Can you resume the article below on bomb threats in American history, writing on from its last sentence?

Text excerpt ::
◇ ◇ ◇ ◇
Bomb Threats are an American Tradition
Formerly the province of the left, they are now almost exclusively an anti-government, white supremacist weapon intended to destroy the nation's peace of mind
This is a slightly grim post and insufficient to a topic that deserves at least a book. Still, here at Political Junkies, we stand in solidarity with our colleagues at the HBCU’s targeted by these terrorists. And as usual, please:
Anonymous white supremacists kicked off Black HistoryMonth on February 1, 2022, by celebrating their long history of lethal violence against Black Americans.
In Mississippi, bomb threats shut down five Historically Black Colleges and Universities (HBCUs). These schools include Jackson State University, Alcorn State University, Mississippi Valley State University, Tougaloo College, and Rust College. Hinds Community College, which enrolls around 12,000 students on campuses in three counties, was also targeted. Coahoma Community College seems to be the only institution spared.
But that’s not all. According to NBC News, Howard University, in Washington D.C., issued shelter in place orders, as did the University of the District of Columbia; Morgan State University and Coppin State University in Baltimore; Fort Valley State University in Fort Valley, and Spelman College in Atlanta, Georgia; Kentucky State University in Frankfort, Kentucky; and Xavier University of Louisiana in New Orleans.
According to The Hill, this isn’t the first time. These schools have been disrupted repeatedly with similar threats in recent weeks. Howard University has endured three in the last month.
Home-made bombs are part of American history, of course, and until the 1950s, they were most often associated with the political left. On May 4, 1886, a peaceful rally for the eight-hour day held in Haymarket Square, Chicago, turned deadly when someone—a person who was never identified— threw a bundle of dynamite at the police, killing seven of them and four civilians outright, and injuring dozens of bystanders. On October 1, 1910, a suitcase bomb built by a union member went off in an alley behind the Los Angeles Times. It ignited a gas line, and as the building collapsed, 21 newspaper employees here were killed by the fire.
But possibly the most famous American bombing (said to have been committed by Italian anarchist Mario Buda) was on September 1, 1920, on Wall Street in New York City, which killed forty people and injured hundreds. Carried in a horse-drawn wagon parked in front of the J.P.Morgan Bank, police later estimated that the bomb was made up of 100 pounds of dynamite and 500 pounds of window sash weights, which became lethal projectiles. If the bombers were targeting capitalists, they got few of them: most of those killed and injured were stenographers, messengers, and clerks.
◇ ◇ ◇ ◇
Records ::
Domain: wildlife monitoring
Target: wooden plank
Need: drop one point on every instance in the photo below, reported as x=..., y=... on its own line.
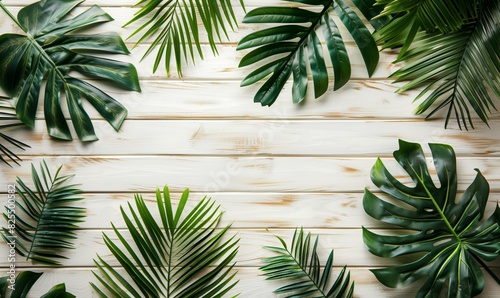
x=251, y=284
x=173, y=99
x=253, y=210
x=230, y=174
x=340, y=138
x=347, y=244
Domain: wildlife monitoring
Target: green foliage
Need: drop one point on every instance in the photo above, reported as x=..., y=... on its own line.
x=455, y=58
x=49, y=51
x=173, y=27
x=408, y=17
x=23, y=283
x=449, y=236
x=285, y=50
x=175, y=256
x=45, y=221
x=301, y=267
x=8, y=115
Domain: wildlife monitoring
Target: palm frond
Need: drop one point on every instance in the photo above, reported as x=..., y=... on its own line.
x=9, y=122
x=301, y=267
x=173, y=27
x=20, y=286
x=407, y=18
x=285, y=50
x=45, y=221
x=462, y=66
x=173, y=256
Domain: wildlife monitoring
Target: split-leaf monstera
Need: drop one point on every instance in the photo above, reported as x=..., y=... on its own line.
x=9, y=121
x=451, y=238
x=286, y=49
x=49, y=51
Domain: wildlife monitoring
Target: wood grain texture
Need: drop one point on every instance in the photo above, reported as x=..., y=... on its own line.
◇ ◇ ◇ ◇
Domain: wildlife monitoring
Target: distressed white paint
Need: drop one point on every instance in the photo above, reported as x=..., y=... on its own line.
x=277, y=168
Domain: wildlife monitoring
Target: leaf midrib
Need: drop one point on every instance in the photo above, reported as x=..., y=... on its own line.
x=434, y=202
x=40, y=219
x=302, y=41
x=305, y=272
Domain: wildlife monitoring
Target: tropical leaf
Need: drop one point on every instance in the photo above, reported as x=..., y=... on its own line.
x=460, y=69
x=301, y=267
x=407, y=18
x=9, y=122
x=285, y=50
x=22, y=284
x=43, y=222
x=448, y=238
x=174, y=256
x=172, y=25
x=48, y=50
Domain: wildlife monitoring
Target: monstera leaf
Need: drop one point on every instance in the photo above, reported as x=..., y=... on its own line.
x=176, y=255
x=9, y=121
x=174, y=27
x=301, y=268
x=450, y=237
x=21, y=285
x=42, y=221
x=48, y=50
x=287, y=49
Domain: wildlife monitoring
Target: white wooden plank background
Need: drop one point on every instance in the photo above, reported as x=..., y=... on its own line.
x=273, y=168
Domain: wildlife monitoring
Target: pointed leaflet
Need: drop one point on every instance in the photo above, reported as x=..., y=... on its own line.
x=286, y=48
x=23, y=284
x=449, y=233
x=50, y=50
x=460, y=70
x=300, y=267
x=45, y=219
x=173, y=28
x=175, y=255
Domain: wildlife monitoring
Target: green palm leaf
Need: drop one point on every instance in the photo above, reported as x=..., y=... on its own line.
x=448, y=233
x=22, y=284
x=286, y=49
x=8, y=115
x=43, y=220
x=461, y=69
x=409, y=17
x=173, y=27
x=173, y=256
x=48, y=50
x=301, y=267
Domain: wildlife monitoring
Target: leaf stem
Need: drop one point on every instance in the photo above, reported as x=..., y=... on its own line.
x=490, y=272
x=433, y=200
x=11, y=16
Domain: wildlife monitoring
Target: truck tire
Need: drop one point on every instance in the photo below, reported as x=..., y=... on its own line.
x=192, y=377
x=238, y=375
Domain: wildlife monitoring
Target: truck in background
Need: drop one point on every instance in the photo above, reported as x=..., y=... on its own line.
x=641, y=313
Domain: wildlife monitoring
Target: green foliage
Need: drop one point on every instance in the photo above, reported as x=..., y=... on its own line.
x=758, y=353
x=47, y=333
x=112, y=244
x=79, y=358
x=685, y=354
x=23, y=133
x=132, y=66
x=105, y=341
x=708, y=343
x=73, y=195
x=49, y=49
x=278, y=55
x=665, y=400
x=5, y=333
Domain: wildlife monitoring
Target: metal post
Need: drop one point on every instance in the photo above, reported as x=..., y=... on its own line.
◇ ◇ ◇ ◇
Exercise answer ::
The Wall Street Bombing was one of 30 incidents between May and June 1920, many of which arrived by mail in letters or packages: at least one blew off the hands of a Senator’s secretary. June 2 saw a reach of eight bombs, one of which exploded the front of Attorney General A. Mitchell Palmer’s house in Washington, an event which contributed to a massive anti-Red campaign led by the young J. Edgar Hoover.
The left did not stop using bombs: readers may recall the Weather Underground. This group broke away from Students for a Democratic Society to wage war on the American government and its corporate allies in 1969. In a nice twist, on October 6, 1969, they detonated a statue in Haymarket Square commemorating the police who died in the 1886 bombing. The city of Chicago rebuilt the memorial—and Weatherman blew it up again a year later to the day. But Weatherman’s taste for bombing—although they executed two more—dimmed on March 6, 1970. Building two weapons, one to be planted at Fort Dix in New Jersey and the other at an administration building at Columbia University, went off prematurely at a Greenwich Village townhouse, killing three group members and sending two others underground.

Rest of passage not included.